*What needs to be done:* Rewrite every line of the records below, requests included, and shift each x and y coordinate in the answers by -109.

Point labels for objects
----

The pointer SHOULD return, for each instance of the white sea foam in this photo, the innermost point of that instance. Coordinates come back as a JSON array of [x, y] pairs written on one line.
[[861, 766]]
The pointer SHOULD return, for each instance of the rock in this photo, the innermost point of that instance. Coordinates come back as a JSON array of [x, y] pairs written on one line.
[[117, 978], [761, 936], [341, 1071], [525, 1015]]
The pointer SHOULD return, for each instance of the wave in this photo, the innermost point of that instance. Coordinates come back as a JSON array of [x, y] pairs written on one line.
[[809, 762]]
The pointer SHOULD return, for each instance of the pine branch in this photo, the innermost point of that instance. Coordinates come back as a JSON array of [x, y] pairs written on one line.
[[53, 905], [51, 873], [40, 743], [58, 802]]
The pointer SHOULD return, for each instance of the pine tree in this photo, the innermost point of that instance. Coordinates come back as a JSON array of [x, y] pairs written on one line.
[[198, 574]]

----

*Written response:*
The pointer SHOULD return, for each instance of the white sea foam in this photo, the innermost point of that instance. Coordinates come back as a JSON array of [x, y] pairs written on one line.
[[752, 657]]
The pointer SHOULD return, for each instance of the rock in this photo, the innermost point of that instance. Coordinates come back as a JSON array of [x, y] pairs written on one line.
[[8, 869], [652, 827], [232, 962], [416, 906]]
The pointer SHOULD return, for each instance of the wave in this photo, the innermost point of that instance. Coordinates come back as a JSON array of [x, y] pairs written on one line.
[[700, 653]]
The pointer SHOULD return, for each instance of the pine branch in this photo, the innermost point of that instance. Coordinates come back as a JSON array of [x, y] pairs written on one line.
[[-56, 796], [-58, 764], [-69, 634], [-51, 693]]
The pointer SHOULD return, for each instance of the pine tree in this photo, the innermost point of that instance. Coordinates come back as a JSON array of [x, y] pairs written on one line.
[[89, 465]]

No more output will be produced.